== WHAT IS EXPECTED ==
Gather every line of the data below that contains the word "with", matching case exactly.

== RECORDED DATA ==

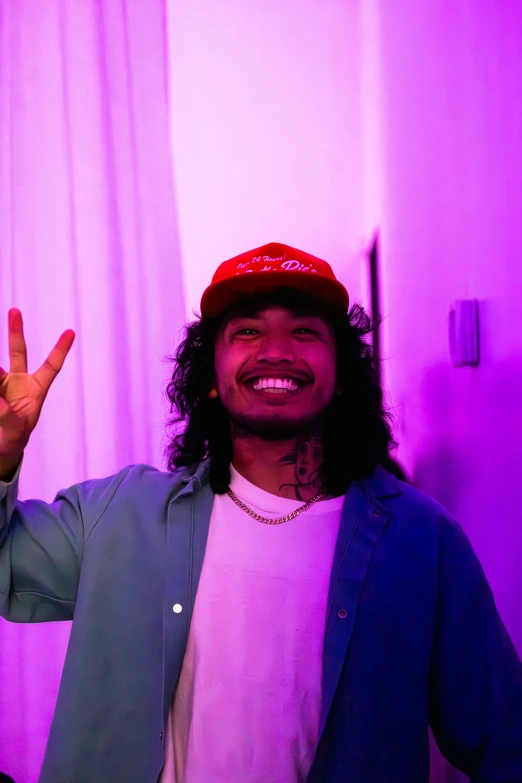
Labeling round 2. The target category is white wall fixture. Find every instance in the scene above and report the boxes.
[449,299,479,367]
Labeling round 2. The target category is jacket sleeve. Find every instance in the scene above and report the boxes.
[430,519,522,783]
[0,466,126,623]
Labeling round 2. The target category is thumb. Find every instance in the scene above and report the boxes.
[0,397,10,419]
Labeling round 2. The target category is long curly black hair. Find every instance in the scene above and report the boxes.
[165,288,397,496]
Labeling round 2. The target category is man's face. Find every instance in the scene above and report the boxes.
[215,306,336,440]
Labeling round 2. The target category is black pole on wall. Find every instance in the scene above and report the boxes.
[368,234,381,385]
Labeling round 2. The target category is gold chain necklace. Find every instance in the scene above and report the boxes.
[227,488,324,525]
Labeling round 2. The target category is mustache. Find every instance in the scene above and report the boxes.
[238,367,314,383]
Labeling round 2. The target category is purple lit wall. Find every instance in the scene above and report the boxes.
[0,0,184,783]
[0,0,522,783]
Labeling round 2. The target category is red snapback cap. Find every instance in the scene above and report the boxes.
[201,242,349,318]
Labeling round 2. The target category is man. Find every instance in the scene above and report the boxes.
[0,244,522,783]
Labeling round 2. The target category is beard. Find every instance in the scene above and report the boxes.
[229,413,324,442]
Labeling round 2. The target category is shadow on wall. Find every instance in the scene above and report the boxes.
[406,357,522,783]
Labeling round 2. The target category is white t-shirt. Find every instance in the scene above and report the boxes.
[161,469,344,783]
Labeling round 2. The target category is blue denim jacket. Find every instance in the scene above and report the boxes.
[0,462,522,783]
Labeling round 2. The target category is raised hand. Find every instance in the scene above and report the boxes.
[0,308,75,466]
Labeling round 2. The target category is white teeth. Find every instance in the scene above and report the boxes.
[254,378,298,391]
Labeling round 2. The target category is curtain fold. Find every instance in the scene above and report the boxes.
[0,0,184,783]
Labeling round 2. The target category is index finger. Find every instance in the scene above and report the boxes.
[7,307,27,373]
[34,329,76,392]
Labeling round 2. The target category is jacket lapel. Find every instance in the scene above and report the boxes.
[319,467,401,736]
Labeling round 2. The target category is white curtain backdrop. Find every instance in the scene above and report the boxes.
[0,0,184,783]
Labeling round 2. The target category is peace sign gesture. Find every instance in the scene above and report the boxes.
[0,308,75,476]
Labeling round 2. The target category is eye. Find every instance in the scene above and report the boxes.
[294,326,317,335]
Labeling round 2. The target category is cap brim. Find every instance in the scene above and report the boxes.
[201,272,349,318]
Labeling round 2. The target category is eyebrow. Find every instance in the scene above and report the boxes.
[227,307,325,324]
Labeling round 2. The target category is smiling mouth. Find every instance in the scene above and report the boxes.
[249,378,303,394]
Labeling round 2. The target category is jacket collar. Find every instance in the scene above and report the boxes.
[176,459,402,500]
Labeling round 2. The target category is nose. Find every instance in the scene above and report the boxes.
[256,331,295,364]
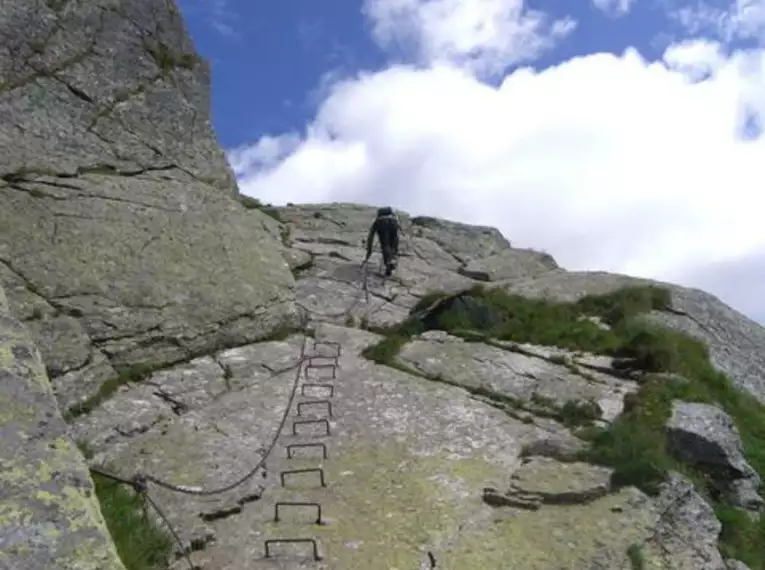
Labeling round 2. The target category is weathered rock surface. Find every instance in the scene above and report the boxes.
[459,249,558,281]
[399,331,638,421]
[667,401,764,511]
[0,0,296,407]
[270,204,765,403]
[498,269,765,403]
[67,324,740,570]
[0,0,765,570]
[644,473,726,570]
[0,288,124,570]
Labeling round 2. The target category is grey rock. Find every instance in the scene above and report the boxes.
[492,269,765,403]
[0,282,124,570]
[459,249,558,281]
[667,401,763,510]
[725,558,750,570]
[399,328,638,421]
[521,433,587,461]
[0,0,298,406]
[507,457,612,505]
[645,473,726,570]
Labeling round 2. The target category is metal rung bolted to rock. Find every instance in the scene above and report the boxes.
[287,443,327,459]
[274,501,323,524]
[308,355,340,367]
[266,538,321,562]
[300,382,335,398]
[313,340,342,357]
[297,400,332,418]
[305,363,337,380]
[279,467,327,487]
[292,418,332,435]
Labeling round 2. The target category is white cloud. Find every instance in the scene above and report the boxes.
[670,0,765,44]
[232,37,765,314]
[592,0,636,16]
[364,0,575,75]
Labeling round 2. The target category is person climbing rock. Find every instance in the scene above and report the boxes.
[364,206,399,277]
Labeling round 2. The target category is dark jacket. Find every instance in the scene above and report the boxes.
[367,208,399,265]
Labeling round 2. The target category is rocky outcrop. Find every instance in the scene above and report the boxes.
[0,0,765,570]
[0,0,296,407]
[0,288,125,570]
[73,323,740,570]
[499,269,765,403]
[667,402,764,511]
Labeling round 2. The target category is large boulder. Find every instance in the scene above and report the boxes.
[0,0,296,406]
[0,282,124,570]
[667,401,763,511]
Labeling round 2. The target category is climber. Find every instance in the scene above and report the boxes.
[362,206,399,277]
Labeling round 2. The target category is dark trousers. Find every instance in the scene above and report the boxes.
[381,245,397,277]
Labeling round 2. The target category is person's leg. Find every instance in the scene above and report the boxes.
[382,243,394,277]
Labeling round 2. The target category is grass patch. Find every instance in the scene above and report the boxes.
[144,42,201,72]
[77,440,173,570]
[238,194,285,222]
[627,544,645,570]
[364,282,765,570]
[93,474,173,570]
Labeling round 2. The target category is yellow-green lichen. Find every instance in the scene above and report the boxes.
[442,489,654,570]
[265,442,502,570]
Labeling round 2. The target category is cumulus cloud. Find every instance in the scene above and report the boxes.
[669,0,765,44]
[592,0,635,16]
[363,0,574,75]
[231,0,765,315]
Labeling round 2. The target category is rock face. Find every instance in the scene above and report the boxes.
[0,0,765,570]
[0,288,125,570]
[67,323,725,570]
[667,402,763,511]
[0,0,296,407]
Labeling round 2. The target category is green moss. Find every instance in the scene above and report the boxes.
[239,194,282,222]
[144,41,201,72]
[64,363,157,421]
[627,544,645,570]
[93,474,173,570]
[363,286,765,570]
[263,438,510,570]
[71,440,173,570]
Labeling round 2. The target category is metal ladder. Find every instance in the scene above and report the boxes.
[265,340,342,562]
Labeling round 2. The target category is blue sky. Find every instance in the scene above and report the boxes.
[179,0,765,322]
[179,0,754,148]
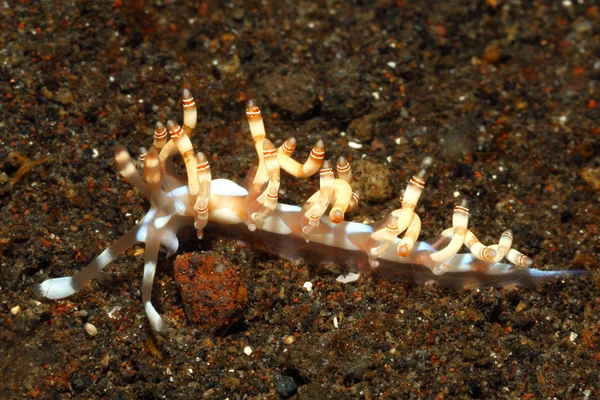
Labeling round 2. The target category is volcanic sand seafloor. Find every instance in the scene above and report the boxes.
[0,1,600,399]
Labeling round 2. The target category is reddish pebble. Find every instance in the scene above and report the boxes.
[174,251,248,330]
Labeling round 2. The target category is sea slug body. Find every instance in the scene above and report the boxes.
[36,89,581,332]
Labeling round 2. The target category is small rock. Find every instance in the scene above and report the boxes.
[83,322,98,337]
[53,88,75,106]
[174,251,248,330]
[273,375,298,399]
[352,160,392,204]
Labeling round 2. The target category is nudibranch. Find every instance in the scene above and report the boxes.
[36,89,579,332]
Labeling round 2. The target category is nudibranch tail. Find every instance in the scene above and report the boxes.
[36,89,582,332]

===
== RECORDED DATA ==

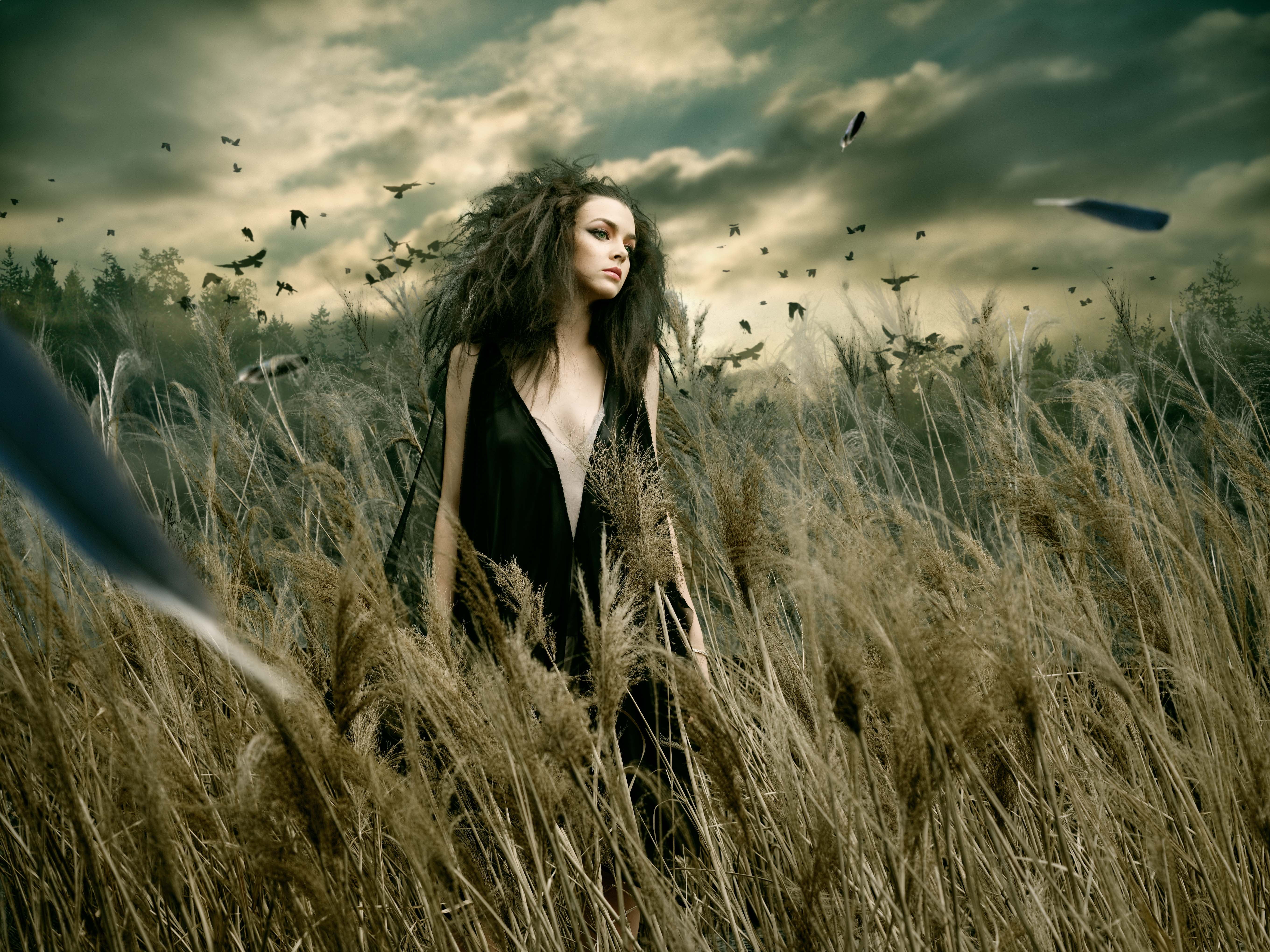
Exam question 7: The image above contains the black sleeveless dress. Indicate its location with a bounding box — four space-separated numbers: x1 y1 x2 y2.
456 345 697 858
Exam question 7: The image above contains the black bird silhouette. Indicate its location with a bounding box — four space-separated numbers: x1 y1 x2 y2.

===

== PROBLEM SOLUTION ==
Exam question 7: The image above contains the black sleeveless dress. Indicate its location with a bounding box — four space-separated numbers: x1 y1 x2 y2.
Exam question 7: The image above contains the black bird silhouette. Indicate its location with a bounding box — four space-separated numbers: x1 y1 x2 y2.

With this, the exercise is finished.